- **Stated problem**
Each entry in the listing below should be restated word for word.

┏━━

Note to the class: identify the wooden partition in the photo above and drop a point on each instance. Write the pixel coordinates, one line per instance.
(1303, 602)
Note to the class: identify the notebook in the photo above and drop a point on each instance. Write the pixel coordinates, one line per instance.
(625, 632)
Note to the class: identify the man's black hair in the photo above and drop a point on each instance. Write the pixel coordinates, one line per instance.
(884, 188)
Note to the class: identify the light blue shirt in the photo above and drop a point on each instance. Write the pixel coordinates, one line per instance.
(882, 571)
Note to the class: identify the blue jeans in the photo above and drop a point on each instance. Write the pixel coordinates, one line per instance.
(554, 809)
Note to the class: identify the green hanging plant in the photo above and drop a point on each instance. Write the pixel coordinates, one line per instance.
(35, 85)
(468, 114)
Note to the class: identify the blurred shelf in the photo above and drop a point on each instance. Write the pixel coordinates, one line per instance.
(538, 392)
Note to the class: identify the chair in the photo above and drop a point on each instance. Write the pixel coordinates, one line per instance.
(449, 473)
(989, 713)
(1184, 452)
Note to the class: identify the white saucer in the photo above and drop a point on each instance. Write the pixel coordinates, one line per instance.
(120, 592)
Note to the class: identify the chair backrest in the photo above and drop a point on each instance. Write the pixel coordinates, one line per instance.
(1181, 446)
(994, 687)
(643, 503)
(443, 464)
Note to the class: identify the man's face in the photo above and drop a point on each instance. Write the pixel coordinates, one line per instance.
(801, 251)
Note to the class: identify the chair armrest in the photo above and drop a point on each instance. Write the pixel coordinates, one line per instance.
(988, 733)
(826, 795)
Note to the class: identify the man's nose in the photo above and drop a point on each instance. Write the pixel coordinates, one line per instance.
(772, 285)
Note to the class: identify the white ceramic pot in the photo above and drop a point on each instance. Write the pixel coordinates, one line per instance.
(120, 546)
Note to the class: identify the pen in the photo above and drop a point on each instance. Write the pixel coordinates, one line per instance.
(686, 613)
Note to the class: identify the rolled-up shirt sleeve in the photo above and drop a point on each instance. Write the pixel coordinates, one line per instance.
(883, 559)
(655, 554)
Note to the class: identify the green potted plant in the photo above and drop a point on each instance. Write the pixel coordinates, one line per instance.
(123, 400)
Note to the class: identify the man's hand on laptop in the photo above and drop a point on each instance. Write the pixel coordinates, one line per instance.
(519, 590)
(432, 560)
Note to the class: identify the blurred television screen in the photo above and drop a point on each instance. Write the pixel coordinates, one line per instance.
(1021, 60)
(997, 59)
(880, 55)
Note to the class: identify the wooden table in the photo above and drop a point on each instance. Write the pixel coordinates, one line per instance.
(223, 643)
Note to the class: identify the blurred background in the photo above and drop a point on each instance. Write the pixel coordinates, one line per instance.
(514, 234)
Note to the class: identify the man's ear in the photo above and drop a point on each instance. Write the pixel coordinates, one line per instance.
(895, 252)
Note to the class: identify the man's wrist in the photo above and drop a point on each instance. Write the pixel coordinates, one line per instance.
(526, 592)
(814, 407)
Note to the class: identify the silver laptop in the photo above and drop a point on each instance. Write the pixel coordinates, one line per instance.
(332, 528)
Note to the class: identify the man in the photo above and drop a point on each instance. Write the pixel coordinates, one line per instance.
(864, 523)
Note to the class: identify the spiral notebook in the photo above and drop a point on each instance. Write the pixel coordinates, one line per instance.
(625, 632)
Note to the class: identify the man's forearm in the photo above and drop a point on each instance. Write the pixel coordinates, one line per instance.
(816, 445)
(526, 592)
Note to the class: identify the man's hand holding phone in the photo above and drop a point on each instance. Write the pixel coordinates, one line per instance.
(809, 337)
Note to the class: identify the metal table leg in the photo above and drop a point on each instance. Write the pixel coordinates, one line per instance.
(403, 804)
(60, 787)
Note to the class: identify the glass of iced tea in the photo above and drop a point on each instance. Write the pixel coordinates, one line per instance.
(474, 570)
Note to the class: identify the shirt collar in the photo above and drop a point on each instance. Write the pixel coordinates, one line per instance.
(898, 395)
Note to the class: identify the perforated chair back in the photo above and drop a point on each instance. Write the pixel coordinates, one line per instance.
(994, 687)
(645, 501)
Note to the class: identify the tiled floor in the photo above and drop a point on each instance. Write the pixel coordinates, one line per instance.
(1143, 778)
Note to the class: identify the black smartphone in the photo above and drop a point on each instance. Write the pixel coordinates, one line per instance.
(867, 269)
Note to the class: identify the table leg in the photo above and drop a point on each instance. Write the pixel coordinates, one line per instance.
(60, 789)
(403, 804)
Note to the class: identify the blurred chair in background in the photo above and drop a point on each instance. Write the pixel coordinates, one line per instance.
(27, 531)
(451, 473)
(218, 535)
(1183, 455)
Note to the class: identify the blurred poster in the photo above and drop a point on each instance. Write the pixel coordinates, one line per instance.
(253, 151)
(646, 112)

┗━━

- **Task result**
Note to the class: identify the wooden partition in the photo above and drop a point on each instance. Write the pixel coordinates, one line per instance.
(1303, 602)
Note to the class: identify the notebook in the photo above and drop a point on each instance. Write the pixel coordinates, one line per instance.
(625, 632)
Note to the class: identify the man's black hair in the photo above and drop a point on each instance. Write the pixel coordinates, one line per instance.
(884, 188)
Note to the class: identify the light blue shirt in the photo above and drop a point on each instance. Write the pixel coordinates, one line per instance.
(882, 571)
Note to the class: identify the blue jeans in the photo above and drop a point on each instance. Write the pixel coordinates, one line per instance.
(554, 809)
Note to the class: identify the green hanging plant in the photo above and drop a point on each instance. Write the pixel coordinates, one line per instance.
(35, 85)
(468, 114)
Note to the class: identify the blurred shelf in the photo above and drop a point on each instance. Write the pixel coordinates, one line per instance.
(538, 392)
Note to the class: identify the chair in the photo above and drop a point on each instance. Write the pixel coordinates, one line per instance.
(449, 473)
(989, 713)
(1184, 452)
Note to the class: identify the white saucer in the photo above and drop a point on each instance. Write the pixel coordinates, one line per instance.
(120, 592)
Note to the class: identify the chair backrest in the photo above and drop a point on each instance. Write the pixel coordinates, one line per instance.
(1181, 446)
(994, 687)
(643, 503)
(443, 464)
Note to the class: identify the man's face in the photo above and drop a point on each instance. Write the pixel coordinates, one line per instance.
(801, 251)
Note to the class: identify the chair armrest in the photo above and drop a point on each instance. Write the pixel coordinates, one line per instance.
(988, 733)
(826, 795)
Note to the class: identify the man's nose in the photo above and drop a point on each instance. Write the pixel coordinates, one line per instance.
(772, 285)
Note to the class: identify the white ceramic pot in the photo above and drop a point on each instance. Write the pixel coordinates, one line per instance.
(120, 546)
Note to the class: identify the pen in the photo above and drop a point on each instance. Write the pixel coordinates, one line per instance.
(686, 613)
Note to the class: identify the rolled-up shirt sleeve in the photo above and drop a point on each instance. Write the pixel coordinates, one line per instance.
(883, 559)
(655, 554)
Note to the class: identify the green potted plant in the photo above and drop a point on each instance. Write the pixel coordinates, one line per instance.
(123, 400)
Note to the class: identify the man's hand on laptop in the photo above and drop a point on each instance. Write the pixel coordinates, one line per instance.
(519, 590)
(432, 560)
Note to the class: identify the blurred television screen in the photo above and drop a point on each instance. Write the pixel coordinates, one line per instance.
(1021, 60)
(997, 59)
(880, 55)
Note to the class: identify the wooden table in the photo above and drop a point on each instance. Write the pixel coordinates, one line per instance.
(223, 643)
Note to the class: identify the blurred background in the photo above and drop a point on each instance. Write the pixel coordinates, one line per instance.
(514, 234)
Note to the class: identify the man's ear in the photo above and drop a point on each instance. Write the pixel coordinates, one line per instance.
(895, 252)
Note to the class: identify the man's wrist in the photo above and drop a point on each instance. Write the pixel coordinates, one line per instance.
(526, 592)
(814, 407)
Note to the class: identify the silver laptop in the photo above and drop a point on each instance. Write the pixel coordinates, one line per instance.
(332, 528)
Note to the class: identify the man in the photo above and drop a point on each instance. Write the pixel coordinates, one line per instance.
(864, 523)
Note to the class: identify the spiral notebook in the photo above and drop a point on each instance. Write the pixel coordinates, one line per instance.
(625, 632)
Note to the class: identify the man's forearm in the photo above and drop a point on each instance. Write the pixel coordinates, one line per instance.
(816, 445)
(526, 592)
Note to the class: identify the man's hand holding phone in the photo above and drop a point on each instance. Write the pixel coordinates, one line per instance.
(809, 337)
Note to the class: identify the metal table leg in the photo above and drop a point on each instance. Write the pixel coordinates, one line per instance.
(403, 804)
(60, 787)
Note to the class: identify the glass of iced tea in the photo above and drop a point on each instance. Write the pixel coordinates, one line per instance.
(474, 570)
Note to the class: identify the shirt collar in the photo above and drop a point on each instance. Write the pixel coordinates, one line per instance.
(898, 395)
Note to the class: identify the perforated chair back in the photo above and drop a point on each instance. Write the pixel coordinates, one line per instance.
(994, 687)
(645, 501)
Note to the class: identify the tiled floor in the photo above and drop a point on each instance. Write the pixel coordinates, one line per instance.
(1143, 778)
Note to the class: identify the black smartphone in the photo above and drop a point on each instance. Write the pixel coordinates, one line per instance.
(867, 269)
Note to the class: identify the table leg in the photo above and drop a point on each instance. Write the pixel coordinates, one line per instance.
(60, 789)
(403, 804)
Note to the class: identify the blurred chair in background in the photo above and drop a point on each instance. Write the pixel coordinates, one line per instance.
(27, 531)
(451, 473)
(218, 535)
(1183, 455)
Note to the class: identify the blurred poster in the photo above and drop a point on each instance. Write the pixel coordinates, one line per instance.
(253, 151)
(646, 112)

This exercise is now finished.